EXERCISE INPUT

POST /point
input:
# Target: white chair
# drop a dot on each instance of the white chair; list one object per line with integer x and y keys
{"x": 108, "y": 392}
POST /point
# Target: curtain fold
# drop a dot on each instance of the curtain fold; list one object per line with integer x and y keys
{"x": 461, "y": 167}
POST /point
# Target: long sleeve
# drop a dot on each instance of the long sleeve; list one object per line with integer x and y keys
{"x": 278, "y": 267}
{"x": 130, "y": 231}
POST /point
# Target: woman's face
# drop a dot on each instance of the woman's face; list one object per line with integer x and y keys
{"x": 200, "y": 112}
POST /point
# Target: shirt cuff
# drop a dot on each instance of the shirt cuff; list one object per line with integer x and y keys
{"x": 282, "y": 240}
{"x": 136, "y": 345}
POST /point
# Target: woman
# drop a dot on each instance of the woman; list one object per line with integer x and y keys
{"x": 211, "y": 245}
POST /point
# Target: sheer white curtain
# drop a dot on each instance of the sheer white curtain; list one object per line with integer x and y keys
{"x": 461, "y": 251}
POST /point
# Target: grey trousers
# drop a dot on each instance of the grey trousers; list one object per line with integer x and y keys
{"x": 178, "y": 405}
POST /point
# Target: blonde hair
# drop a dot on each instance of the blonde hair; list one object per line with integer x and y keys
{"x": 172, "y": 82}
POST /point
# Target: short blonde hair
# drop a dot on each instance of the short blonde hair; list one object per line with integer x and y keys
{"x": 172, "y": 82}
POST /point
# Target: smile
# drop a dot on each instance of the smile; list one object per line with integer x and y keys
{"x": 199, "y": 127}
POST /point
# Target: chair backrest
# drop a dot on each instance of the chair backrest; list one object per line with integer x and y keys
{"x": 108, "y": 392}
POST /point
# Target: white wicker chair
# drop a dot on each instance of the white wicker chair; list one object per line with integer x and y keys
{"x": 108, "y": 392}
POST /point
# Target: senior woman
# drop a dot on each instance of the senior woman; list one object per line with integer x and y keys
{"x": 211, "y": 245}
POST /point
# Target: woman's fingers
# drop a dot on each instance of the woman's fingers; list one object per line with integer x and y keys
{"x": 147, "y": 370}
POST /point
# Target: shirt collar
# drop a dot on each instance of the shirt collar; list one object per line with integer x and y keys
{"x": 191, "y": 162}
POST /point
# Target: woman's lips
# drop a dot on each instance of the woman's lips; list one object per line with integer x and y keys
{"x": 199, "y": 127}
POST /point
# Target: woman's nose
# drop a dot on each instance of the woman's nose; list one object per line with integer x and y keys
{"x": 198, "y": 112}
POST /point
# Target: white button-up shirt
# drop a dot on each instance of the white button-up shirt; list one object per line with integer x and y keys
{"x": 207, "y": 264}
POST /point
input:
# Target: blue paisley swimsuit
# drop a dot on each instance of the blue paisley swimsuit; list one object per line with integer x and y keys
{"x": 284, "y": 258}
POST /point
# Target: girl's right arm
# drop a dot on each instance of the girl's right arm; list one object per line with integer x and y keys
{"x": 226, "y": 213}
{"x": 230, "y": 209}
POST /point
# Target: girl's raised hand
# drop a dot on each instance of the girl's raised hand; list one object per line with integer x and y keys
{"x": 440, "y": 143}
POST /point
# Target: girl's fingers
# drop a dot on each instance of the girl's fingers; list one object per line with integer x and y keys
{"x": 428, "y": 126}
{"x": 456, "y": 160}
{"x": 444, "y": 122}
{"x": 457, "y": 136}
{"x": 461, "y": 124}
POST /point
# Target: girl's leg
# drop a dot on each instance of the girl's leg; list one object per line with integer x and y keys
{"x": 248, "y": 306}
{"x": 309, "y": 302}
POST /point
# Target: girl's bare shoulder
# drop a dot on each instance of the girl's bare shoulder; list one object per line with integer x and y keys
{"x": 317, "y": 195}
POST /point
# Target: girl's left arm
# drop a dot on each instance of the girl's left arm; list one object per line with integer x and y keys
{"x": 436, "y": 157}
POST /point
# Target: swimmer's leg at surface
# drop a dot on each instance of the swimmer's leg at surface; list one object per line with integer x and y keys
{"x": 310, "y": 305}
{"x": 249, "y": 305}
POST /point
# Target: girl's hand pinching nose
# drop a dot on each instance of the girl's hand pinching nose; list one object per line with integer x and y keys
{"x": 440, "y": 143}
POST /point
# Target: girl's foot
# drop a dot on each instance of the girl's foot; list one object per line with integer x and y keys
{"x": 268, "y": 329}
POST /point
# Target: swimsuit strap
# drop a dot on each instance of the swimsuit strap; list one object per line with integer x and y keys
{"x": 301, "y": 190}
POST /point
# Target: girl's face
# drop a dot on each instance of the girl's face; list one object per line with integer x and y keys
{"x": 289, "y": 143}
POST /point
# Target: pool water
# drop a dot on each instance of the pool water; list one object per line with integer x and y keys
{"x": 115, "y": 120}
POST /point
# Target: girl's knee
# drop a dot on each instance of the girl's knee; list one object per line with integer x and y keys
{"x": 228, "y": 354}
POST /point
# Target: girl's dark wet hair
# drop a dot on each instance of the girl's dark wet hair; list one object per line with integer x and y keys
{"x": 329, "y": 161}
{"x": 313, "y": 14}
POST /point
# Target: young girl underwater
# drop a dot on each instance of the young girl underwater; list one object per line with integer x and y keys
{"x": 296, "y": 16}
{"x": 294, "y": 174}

EXERCISE INSTRUCTIONS
Copy all of the material word for word.

ANSWER TO THE EXERCISE
POST /point
input:
# Target: white chair
# drop a dot on each instance of the white chair; list one object per line with integer x and y keys
{"x": 108, "y": 392}
POST /point
# Target: curtain fold
# drop a dot on each instance of the curtain fold; list one object per line with integer x and y keys
{"x": 461, "y": 167}
POST /point
# Target: long sleeve
# drop a dot on each instance of the long sleeve; list one object per line with integer x and y keys
{"x": 278, "y": 267}
{"x": 130, "y": 231}
POST /point
# Target: woman's face
# drop a dot on each instance of the woman's face; list one object per line with integer x and y keys
{"x": 200, "y": 112}
POST /point
# Target: shirt cuff
# drop a dot on each instance of the shirt cuff; list one object per line with integer x and y keys
{"x": 282, "y": 240}
{"x": 136, "y": 345}
POST /point
# Target: woman
# drop a dot on each instance of the woman; list one object per line with integer x and y keys
{"x": 211, "y": 245}
POST /point
# Target: sheer white curtain
# drop a dot on each instance of the sheer white curtain; list one object per line with integer x and y keys
{"x": 461, "y": 251}
POST /point
# Target: grey trousers
# drop a dot on each instance of the grey trousers; list one object per line with integer x and y keys
{"x": 178, "y": 405}
POST /point
# Target: blonde hair
# drop a dot on each instance of the blonde hair; list one object per line with integer x and y keys
{"x": 172, "y": 82}
POST /point
# Target: short blonde hair
# drop a dot on each instance of the short blonde hair; list one object per line with integer x and y keys
{"x": 172, "y": 82}
POST /point
# Target: smile
# drop a dot on each instance of the smile; list one object per line with integer x and y keys
{"x": 199, "y": 127}
POST /point
# Target: chair backrest
# drop a dot on each instance of the chair backrest; list one object per line with integer x and y keys
{"x": 108, "y": 392}
POST /point
# Target: white wicker chair
# drop a dot on each instance of the white wicker chair; list one object per line with integer x and y keys
{"x": 108, "y": 392}
POST /point
# Target: senior woman
# drop a dot on each instance of the senior woman; list one object per line with integer x and y keys
{"x": 211, "y": 245}
POST /point
# Target: woman's fingers
# drop a dot on each instance of the woman's fingers; list one object per line with integer x and y keys
{"x": 147, "y": 370}
POST /point
# Target: shirt collar
# drop a dot on each instance of the shirt collar; list one object per line with integer x and y keys
{"x": 191, "y": 162}
POST /point
# Target: woman's lips
# drop a dot on each instance of the woman's lips; list one object per line with integer x and y keys
{"x": 199, "y": 127}
POST /point
# Target: woman's nose
# drop a dot on each instance of the woman's nose; list one object per line with integer x and y keys
{"x": 198, "y": 112}
POST /point
# Target: white button-up shirt
# drop a dot on each instance of the white button-up shirt; list one object per line with integer x and y keys
{"x": 207, "y": 264}
POST /point
input:
# Target: blue paisley swimsuit
# drop a dot on each instance of the blue paisley swimsuit; list one object per line with integer x and y keys
{"x": 284, "y": 258}
POST /point
# Target: girl's right arm
# drop a dot on each instance of the girl's right arm; list one object per line with integer x and y keys
{"x": 226, "y": 213}
{"x": 230, "y": 209}
POST /point
# Target: girl's raised hand
# drop a dot on each instance of the girl's raised hand; list one object per line with integer x and y keys
{"x": 440, "y": 143}
POST /point
# Target: girl's fingers
# drop a dot on each instance of the girl's fingers; list one object per line with integer x and y keys
{"x": 428, "y": 126}
{"x": 456, "y": 160}
{"x": 444, "y": 122}
{"x": 457, "y": 136}
{"x": 461, "y": 124}
POST /point
# Target: girl's leg
# drop a dot on each instance of the girl's leg; list one object per line with integer x and y keys
{"x": 248, "y": 306}
{"x": 309, "y": 302}
POST /point
# Target: girl's bare shoulder
# drop a dot on each instance of the girl's bare shoulder; list one object per line with integer x and y keys
{"x": 317, "y": 195}
POST /point
# Target: girl's left arm
# drop a dot on each instance of the girl's left arm; list one object per line with integer x and y keys
{"x": 436, "y": 157}
POST /point
# Target: swimmer's leg at surface
# drop a dot on each instance of the swimmer's leg at surface; list one object per line with integer x and y keys
{"x": 310, "y": 305}
{"x": 249, "y": 305}
POST /point
# Target: girl's hand pinching nose
# drop a dot on each instance of the girl's hand pinching nose; list one object per line with integer x and y keys
{"x": 440, "y": 143}
POST /point
# Target: girl's foot
# drop a dot on each instance of the girl's foot; list one object per line with integer x and y keys
{"x": 268, "y": 329}
POST /point
# Target: swimsuit strap
# drop a dot on each instance of the swimsuit strap; list one object per line with integer x and y keys
{"x": 301, "y": 190}
POST /point
# Target: girl's face
# drop a dot on each instance of the girl's face; list one object per line with integer x and y keys
{"x": 289, "y": 143}
POST /point
# Target: pool water
# drop a dot on each instance of the pool water; list one object per line with integer x and y keys
{"x": 115, "y": 120}
POST /point
# Target: girl's knee
# drop a dot on each instance of the girl's knee; list one object per line with integer x and y keys
{"x": 228, "y": 354}
POST /point
# Target: girl's dark wet hair
# drop a dot on each instance of the girl's dark wet hair; list one object per line with integer x and y keys
{"x": 329, "y": 161}
{"x": 313, "y": 14}
POST /point
# Target: young girl underwater
# drop a dot on each instance of the young girl underwater; list one object per line with integer x and y keys
{"x": 296, "y": 16}
{"x": 294, "y": 174}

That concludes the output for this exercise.